Top streams for the week
Chris Evans plays an Israeli Mossad agent smuggling Ethiopian Jews from a Sudanese refugee camp to Israel through an abandoned seaside hotel in “The Red Sea Diving Resort” (2019, not rated), an “Argo”-like drama based on a true story. It’s written and directed by Gideon Raff, who created the original Israeli series that “Homeland” was based on, and costars Michael Kenneth Williams, Haley Bennett, Alessandro Nivola, Michiel Huisman, Greg Kinnear and Ben Kingsley. Streaming on Netflix.
Celebrate a belated Mother’s Day with the comedy “Otherhood” (2019, not rated) starring Patricia Arquette, Angela Bassett, and Felicity Huffman as suburban mothers who crash the lives of their estranged adult sons. The release was delayed from April after Huffman was indicted in the college bribery scandal. Streaming on Netflix.
Mindy Kaling riffs on a classic romcom with a multiethnic cast in the new Hulu Original series “Four Weddings and a Funeral.” Nathalie Emmanuel (“Game of Thrones”), Brandon Mychal Smith, and Harish Patel are just a few of the friends and lovers in London who flirt, split, and reshuffle their relationships. 10 episodes on Hulu.

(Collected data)
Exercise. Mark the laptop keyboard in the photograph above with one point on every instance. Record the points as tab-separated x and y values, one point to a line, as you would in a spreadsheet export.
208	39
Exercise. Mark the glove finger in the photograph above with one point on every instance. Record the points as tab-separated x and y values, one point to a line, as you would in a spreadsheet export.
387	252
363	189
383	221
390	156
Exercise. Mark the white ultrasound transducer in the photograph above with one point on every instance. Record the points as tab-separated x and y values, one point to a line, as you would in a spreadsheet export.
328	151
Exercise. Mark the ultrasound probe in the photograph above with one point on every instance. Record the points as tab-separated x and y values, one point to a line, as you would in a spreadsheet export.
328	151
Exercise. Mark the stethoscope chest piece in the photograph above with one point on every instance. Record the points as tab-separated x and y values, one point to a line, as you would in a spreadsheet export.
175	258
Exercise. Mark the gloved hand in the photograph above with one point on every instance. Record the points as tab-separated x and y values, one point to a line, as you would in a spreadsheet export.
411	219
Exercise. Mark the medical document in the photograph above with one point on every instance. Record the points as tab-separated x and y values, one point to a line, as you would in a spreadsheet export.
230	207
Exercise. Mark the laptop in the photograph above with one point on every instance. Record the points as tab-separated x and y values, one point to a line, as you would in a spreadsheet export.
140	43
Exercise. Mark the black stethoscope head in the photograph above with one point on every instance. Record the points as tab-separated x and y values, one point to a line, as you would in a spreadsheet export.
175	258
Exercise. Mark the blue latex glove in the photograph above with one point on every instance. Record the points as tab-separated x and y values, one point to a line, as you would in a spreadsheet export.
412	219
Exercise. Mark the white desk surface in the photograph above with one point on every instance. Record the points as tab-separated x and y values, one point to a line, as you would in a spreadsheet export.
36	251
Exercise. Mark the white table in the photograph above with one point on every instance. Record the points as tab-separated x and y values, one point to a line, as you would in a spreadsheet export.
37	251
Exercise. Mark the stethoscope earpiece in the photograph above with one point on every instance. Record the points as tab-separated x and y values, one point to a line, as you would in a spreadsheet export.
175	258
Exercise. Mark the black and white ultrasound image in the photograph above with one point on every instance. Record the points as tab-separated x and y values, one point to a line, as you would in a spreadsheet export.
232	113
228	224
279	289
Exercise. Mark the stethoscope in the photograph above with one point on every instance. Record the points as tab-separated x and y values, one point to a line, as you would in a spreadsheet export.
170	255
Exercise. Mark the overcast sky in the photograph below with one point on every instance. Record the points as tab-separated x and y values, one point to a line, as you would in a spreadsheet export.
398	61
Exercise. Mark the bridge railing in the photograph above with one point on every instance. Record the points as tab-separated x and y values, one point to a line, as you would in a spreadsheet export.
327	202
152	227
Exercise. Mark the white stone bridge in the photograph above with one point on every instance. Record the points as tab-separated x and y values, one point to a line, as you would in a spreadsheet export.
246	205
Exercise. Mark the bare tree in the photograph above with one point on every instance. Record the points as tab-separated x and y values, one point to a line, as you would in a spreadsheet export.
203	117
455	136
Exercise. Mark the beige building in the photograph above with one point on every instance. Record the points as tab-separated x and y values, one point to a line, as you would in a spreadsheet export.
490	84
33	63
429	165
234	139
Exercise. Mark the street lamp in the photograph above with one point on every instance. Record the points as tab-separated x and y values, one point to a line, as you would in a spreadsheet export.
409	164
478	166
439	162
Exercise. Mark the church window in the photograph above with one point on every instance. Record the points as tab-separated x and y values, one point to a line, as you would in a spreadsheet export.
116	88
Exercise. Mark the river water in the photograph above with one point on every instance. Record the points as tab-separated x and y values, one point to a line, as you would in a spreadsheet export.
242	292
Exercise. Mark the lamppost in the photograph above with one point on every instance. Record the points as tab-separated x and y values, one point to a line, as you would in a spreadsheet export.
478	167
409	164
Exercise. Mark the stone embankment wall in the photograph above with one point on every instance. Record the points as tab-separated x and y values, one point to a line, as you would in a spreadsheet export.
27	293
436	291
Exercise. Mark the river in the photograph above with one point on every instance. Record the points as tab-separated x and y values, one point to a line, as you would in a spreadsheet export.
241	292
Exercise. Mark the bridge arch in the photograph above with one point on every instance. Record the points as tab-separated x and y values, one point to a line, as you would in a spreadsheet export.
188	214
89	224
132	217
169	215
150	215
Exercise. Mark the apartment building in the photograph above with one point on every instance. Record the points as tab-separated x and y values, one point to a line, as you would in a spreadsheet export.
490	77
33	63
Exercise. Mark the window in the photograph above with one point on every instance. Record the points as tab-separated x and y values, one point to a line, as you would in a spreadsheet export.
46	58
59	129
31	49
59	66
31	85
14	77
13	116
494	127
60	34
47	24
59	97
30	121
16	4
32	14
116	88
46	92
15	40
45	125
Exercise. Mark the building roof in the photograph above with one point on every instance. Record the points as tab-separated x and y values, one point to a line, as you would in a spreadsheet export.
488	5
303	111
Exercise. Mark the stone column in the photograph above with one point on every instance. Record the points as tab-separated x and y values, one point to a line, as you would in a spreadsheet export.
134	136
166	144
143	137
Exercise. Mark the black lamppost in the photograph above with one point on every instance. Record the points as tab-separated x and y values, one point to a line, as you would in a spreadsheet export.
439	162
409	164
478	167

INSTRUCTIONS FOR THE TASK: Output the section of the streaming roundup that opens with the words containing "Celebrate a belated" and closes with "scandal. Streaming on Netflix.". The listing has no connection to the streaming roundup.

RESPONSE TO THE TASK:
Celebrate a belated Mother’s Day with the comedy “Otherhood” (2019, not rated) starring Patricia Arquette, Angela Bassett, and Felicity Huffman as suburban mothers who crash the lives of their estranged adult sons. The release was delayed from April after Huffman was indicted in the college bribery scandal. Streaming on Netflix.